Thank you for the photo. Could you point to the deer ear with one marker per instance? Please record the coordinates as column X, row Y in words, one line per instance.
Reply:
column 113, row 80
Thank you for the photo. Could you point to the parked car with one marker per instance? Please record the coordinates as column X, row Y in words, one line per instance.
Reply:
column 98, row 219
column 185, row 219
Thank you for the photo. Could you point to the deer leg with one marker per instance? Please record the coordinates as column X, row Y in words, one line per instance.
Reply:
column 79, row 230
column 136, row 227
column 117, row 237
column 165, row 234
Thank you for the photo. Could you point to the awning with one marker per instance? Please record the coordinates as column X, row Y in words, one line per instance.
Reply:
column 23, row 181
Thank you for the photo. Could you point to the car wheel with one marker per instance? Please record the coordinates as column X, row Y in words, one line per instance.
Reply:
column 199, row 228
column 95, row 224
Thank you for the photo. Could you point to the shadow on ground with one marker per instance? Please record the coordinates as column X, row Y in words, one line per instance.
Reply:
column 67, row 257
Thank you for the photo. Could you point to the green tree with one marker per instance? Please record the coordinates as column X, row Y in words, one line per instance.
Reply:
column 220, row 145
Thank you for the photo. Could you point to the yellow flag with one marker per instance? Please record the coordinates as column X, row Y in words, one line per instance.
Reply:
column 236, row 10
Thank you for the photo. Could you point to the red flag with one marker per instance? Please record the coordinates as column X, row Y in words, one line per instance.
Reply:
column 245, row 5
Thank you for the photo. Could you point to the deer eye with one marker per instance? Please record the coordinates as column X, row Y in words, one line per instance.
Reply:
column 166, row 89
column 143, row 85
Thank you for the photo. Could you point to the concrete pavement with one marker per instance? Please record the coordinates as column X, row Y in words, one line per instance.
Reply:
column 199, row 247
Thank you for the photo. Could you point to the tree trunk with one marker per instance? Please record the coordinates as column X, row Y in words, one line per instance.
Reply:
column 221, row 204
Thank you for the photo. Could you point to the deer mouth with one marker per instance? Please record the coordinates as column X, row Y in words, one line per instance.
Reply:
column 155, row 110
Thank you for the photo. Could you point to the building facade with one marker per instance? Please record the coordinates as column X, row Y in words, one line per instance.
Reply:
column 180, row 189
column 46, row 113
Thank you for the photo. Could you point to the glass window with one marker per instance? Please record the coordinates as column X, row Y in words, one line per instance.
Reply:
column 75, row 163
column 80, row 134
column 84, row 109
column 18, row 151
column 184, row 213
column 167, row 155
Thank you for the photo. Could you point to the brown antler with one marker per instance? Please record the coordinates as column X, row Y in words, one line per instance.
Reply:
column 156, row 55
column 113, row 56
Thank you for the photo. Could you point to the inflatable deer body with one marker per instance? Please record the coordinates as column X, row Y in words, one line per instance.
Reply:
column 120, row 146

*TASK DESCRIPTION*
Please copy only the lines from the one with "Thank you for the photo. Could you point to the brown" through the final line of the records above, both ends included.

*SOLUTION BELOW*
Thank you for the photo. Could you point to the brown antler with one marker per instance? Please record the coordinates as column X, row Y in words, one line per instance.
Reply:
column 156, row 55
column 113, row 56
Thank you for the photo. Could you point to the inflatable deer body with one marker per instance? Please record the coordinates as column X, row Y in words, one line per instance.
Reply:
column 120, row 146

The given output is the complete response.